**Requirement 1**
Copy the passage about Léo Marjane word for word, from "French jazz singer" to "was a diplomat.".
**Requirement 2**
Using the passage about Léo Marjane, answer these questions:
(a) In which town was she born?
(b) Which label signed her to a contract in 1936?
(c) In what year did she record "Seule ce soir"?
**Requirement 3**
Decide whether each statement agrees with the passage about Léo Marjane. Answer yes or no, and quote the words from the passage that settle it.
(a) Marjane's father was a diplomat.
(b) Marjane wrote "Seule ce soir" herself.
(c) After World War II, Marjane spent a period of time in England and Belgium.
Passage provided START
French jazz singer and actor

Thérèse Maria Léonie Gendebien, known by the stage name Léo Marjane (26 August 1912 – 18 December 2016) was a French singer who reached the peak of her popularity in the late 1930s and early 1940s before her career went into sharp decline after the end of World War II.

==Early life==
Thérèse Maria Léonie Gendebien
was born on 26 August 1912 in Boulogne-sur-Mer, France. Her father was a diplomat.

==Career==
Marjane began her career in the early 1930s singing in cabarets in Paris. She was noticed for her warm contralto voice and the clarity of her diction, and in 1936 was signed to a contract with the Pathé-Marconi label. Her early recordings – a mixture of original songs and standards of the era such as "Begin the Beguine" and "Night and Day" – were well received and popular. The peak of Marjane's career came in the early 1940s, when she was regarded as one of France's biggest female singing stars. In 1941, she recorded her signature song, the Charles Trenet-penned "Seule ce soir" ("Alone Tonight"), which captured the feelings of the many who were experiencing wartime separation and became one of the best-loved songs of its time.

Marjane's success came to an abrupt halt following the Liberation of France in August 1944. She was accused of having appeared many times at venues frequented by German officers, and her numerous performances on German- and collaborator-controlled Radio Paris were also held against her. Marjane maintained that she had been no more than naïve; nevertheless, in the immediate aftermath of the end of World War II, the allegations and negative publicity in France led her to spend a period of time in England and Belgium, where she was largely unknown.
Passage provided END
Material provided START
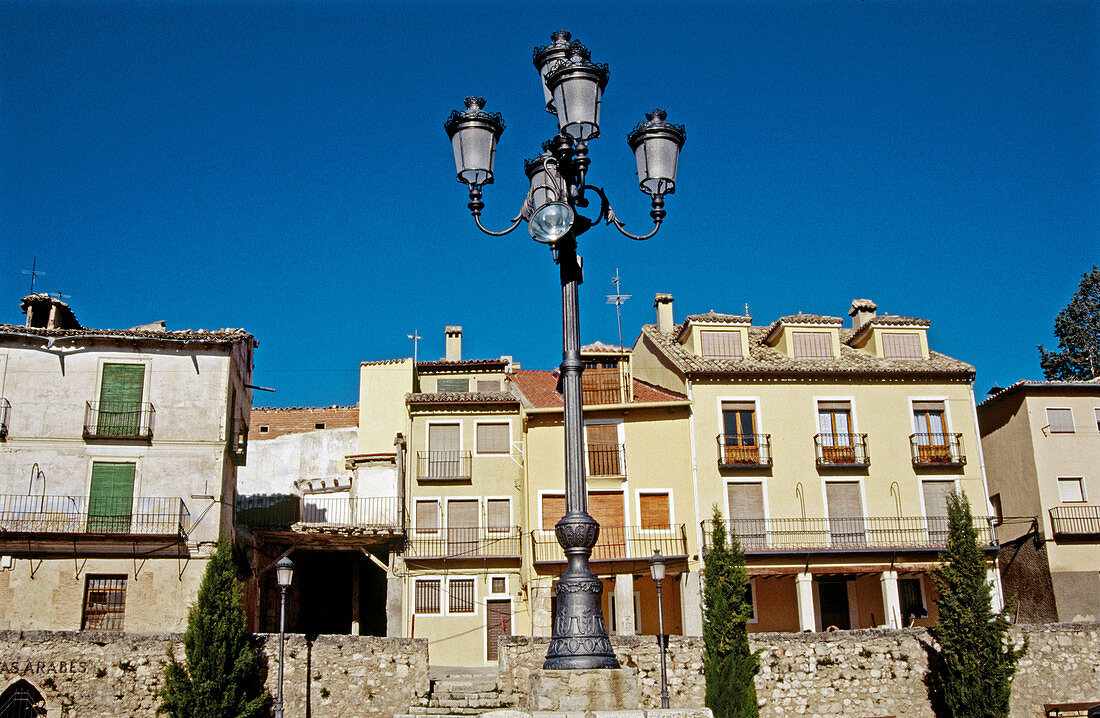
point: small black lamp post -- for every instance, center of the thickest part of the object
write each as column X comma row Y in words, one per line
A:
Material provided END
**Exercise output 1**
French jazz singer and actor

Thérèse Maria Léonie Gendebien, known by the stage name Léo Marjane (26 August 1912 – 18 December 2016) was a French singer who reached the peak of her popularity in the late 1930s and early 1940s before her career went into sharp decline after the end of World War II.

==Early life==
Thérèse Maria Léonie Gendebien
was born on 26 August 1912 in Boulogne-sur-Mer, France. Her father was a diplomat.

**Exercise output 2**
(a) Boulogne-sur-Mer, France
(b) Pathé-Marconi
(c) 1941

**Exercise output 3**
(a) Yes: "Her father was a diplomat."
(b) No: "the Charles Trenet-penned"
(c) Yes: "led her to spend a period of time in England and Belgium"